Output each of the rows below verbatim, leaving every line unchanged.
═══ DATA EXCERPTS
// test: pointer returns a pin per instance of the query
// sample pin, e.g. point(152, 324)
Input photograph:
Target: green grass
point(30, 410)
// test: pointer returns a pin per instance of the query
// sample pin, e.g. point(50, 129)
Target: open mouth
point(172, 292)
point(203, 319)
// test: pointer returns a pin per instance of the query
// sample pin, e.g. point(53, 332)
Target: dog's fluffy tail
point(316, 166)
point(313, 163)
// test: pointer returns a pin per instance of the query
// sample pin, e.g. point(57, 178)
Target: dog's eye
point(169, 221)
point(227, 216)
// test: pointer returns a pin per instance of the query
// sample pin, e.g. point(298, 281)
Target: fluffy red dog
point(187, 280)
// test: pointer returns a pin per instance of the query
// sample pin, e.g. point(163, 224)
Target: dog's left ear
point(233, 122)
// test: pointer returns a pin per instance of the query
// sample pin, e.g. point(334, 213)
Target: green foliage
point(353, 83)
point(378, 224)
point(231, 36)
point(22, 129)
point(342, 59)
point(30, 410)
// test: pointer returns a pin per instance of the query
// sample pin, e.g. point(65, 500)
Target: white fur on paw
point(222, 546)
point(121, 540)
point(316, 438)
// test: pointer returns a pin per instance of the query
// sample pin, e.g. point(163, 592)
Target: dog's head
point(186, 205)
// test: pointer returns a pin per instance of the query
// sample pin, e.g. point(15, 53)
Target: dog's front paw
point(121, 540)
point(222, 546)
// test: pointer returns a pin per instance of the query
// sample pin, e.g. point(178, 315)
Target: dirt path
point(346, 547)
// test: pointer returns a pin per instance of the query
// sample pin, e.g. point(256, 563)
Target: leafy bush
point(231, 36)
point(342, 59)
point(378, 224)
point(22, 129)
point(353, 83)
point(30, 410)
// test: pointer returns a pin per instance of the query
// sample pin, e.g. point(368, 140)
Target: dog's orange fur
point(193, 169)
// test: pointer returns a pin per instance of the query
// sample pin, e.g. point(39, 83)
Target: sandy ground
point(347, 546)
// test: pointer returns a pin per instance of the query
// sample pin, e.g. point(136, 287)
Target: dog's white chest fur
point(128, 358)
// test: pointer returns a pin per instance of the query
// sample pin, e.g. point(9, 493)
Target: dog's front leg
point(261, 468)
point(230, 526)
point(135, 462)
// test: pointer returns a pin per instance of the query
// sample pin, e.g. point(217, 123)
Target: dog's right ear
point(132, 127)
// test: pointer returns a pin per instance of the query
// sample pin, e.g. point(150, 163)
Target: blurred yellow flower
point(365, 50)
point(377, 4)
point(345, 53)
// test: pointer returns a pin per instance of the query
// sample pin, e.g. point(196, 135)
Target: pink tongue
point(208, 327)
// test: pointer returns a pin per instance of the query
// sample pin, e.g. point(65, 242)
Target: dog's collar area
══════
> [EXPECTED ANSWER]:
// test: pointer returns a pin per instance of the query
// sample pin, e.g. point(152, 324)
Input photograph:
Target: green grass
point(30, 410)
// test: pointer returns a pin per instance of the query
// sample pin, e.g. point(50, 129)
Target: open mouth
point(172, 292)
point(203, 319)
// test: pointer returns a pin per instance of the query
// sample pin, e.g. point(53, 332)
Target: dog's fluffy tail
point(316, 166)
point(313, 163)
// test: pointer returns a pin per instance of the query
// sample pin, e.g. point(57, 178)
Target: dog's eye
point(169, 221)
point(227, 216)
// test: pointer returns a pin per instance of the query
// sample pin, e.g. point(298, 281)
Target: fluffy red dog
point(187, 280)
// test: pointer returns a pin per instance of the query
// sample pin, e.g. point(163, 224)
Target: dog's left ear
point(233, 122)
// test: pointer returns a pin per instance of the query
// sample pin, e.g. point(334, 213)
Target: green foliage
point(353, 83)
point(378, 224)
point(231, 36)
point(22, 129)
point(342, 59)
point(30, 410)
// test: pointer returns a pin per instance of the query
// sample pin, e.g. point(65, 500)
Target: white fur on paw
point(222, 546)
point(121, 540)
point(316, 438)
// test: pointer returns a pin per instance of the query
// sample pin, e.g. point(163, 592)
Target: dog's head
point(186, 205)
// test: pointer returns a pin per instance of the query
// sample pin, e.g. point(15, 53)
Target: dog's front paw
point(121, 540)
point(222, 546)
// test: pointer returns a pin per instance of the query
// sample pin, e.g. point(178, 315)
Target: dirt path
point(346, 547)
// test: pointer returns a pin per instance of the query
// sample pin, e.g. point(256, 563)
Target: leafy bush
point(231, 36)
point(342, 59)
point(378, 224)
point(22, 129)
point(353, 83)
point(30, 410)
// test: pointer returns a pin per instance of the query
// sample pin, e.g. point(368, 140)
Target: dog's orange fur
point(193, 169)
// test: pointer returns a pin per instance of the query
// sample pin, e.g. point(39, 83)
Target: sandy ground
point(347, 546)
// test: pointer returns a pin per instance of the query
// sample pin, e.g. point(136, 287)
Target: dog's white chest fur
point(128, 358)
// test: pointer returns a pin per instance of the query
// sample pin, e.g. point(9, 493)
Target: dog's front leg
point(261, 468)
point(230, 526)
point(135, 462)
// test: pointer returns a pin per instance of the query
// sample pin, e.g. point(217, 123)
Target: dog's right ear
point(132, 127)
// test: pointer returns a pin per instance of the query
// sample pin, e.g. point(150, 163)
Target: blurred yellow flower
point(365, 50)
point(377, 4)
point(345, 53)
// test: pointer returns a pin per instance of the query
// sample pin, e.g. point(196, 135)
Target: pink tongue
point(208, 327)
// test: pointer returns a pin per instance of the query
// sample pin, e.g. point(65, 242)
Target: dog's collar area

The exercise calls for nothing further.